§ THE TASK
Convert the entries below, from the line containing "Could you please put a dot on the sign reading заточка" through the line containing "column 746, row 441", into a JSON list of strings with one string per line. Omit blank lines.

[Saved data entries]
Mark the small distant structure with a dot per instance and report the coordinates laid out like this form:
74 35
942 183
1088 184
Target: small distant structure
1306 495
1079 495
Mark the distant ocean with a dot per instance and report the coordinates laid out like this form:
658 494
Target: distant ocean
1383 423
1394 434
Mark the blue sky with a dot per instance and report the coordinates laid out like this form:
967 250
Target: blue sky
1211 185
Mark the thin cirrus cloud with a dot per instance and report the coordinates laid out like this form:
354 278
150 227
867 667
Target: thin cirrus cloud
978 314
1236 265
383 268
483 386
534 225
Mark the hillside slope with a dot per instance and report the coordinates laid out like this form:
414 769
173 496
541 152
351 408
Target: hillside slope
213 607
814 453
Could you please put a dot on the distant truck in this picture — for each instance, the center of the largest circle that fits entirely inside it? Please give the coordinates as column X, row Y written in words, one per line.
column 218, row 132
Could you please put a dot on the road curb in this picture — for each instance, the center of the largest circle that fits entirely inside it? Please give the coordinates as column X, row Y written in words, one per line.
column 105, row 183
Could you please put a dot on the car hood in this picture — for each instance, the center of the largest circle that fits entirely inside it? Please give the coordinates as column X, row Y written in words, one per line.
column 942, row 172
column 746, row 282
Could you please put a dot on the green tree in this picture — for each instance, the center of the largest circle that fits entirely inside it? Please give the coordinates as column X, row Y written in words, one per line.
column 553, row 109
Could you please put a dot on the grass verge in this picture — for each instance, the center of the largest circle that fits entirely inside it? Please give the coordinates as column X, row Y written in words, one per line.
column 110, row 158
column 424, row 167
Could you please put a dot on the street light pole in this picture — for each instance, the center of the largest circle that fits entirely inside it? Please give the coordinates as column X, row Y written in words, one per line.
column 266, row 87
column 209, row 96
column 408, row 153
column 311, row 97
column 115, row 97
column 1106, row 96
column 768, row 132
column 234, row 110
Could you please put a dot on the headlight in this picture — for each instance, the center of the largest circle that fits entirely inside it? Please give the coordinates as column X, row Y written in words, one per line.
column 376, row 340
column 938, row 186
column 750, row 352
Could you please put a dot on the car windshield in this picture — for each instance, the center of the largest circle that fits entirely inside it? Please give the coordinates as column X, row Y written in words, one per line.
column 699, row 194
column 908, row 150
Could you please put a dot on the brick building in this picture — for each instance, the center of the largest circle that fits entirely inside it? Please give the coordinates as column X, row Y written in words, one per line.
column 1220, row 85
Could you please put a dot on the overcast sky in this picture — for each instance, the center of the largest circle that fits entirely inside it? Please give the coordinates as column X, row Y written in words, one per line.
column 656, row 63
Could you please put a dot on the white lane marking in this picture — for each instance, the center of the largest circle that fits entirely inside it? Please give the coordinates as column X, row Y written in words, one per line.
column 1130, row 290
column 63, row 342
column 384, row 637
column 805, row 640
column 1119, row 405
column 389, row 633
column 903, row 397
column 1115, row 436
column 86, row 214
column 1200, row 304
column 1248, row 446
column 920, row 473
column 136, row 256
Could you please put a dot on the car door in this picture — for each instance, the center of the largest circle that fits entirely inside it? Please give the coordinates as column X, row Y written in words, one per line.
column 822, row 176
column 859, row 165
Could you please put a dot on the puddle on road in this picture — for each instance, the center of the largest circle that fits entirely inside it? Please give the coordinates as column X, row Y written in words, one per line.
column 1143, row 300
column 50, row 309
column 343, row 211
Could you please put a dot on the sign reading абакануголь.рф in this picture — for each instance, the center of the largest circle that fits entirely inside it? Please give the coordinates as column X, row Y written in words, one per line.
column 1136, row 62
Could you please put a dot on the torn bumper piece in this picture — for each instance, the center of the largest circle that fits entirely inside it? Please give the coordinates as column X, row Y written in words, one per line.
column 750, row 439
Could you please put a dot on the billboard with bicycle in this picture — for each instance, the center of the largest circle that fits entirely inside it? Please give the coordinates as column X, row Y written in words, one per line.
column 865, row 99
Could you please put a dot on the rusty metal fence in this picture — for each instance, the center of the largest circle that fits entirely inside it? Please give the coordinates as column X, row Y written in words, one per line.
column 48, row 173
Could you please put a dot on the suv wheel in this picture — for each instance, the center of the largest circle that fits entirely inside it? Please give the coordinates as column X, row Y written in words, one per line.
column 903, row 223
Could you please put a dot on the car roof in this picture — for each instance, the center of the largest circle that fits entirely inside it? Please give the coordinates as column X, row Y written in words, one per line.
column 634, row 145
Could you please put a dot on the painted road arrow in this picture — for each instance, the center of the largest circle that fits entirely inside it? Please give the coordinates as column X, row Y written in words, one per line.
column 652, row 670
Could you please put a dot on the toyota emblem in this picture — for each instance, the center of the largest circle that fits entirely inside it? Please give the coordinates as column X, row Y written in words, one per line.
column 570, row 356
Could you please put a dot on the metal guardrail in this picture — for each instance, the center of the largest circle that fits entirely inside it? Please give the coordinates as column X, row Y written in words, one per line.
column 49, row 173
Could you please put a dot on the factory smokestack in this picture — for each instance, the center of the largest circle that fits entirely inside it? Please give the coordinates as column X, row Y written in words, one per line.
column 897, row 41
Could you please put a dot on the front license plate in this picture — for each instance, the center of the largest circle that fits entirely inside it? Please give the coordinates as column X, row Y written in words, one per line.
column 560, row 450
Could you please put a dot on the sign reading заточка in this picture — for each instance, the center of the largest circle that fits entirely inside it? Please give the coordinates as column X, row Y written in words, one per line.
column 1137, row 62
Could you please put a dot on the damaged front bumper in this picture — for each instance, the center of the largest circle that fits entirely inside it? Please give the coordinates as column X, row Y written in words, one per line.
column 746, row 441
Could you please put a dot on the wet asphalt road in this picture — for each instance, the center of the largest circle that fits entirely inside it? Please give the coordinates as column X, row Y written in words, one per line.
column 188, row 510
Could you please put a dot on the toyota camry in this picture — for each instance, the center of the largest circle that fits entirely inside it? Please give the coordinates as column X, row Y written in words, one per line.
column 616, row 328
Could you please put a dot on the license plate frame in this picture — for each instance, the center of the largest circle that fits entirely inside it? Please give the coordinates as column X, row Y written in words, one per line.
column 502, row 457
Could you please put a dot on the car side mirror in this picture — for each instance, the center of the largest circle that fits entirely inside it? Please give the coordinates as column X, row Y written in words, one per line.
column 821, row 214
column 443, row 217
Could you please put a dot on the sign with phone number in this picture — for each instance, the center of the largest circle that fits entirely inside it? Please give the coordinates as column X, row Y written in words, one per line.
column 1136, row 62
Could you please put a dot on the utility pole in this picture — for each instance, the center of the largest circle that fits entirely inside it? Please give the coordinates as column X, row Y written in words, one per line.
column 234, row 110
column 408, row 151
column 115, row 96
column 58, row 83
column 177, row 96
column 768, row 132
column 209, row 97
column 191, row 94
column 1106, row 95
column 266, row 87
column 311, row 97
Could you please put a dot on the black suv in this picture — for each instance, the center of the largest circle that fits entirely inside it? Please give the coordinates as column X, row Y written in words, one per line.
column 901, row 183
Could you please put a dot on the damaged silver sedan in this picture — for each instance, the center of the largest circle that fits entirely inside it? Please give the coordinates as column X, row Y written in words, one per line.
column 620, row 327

§ EXERCISE OUTPUT
[
  "Could you please put a dot on the sign reading заточка in this picture — for each instance, the center of the largest circle that fits entirely inside it? Please give the coordinates as column X, row Y written in words, one per line.",
  "column 1137, row 62",
  "Could you please put a dot on the damaged front bumper in this picture — for each instance, the center of the largest circle that fits entirely inside it? Please give the coordinates as column X, row Y written in words, one per line.",
  "column 746, row 441"
]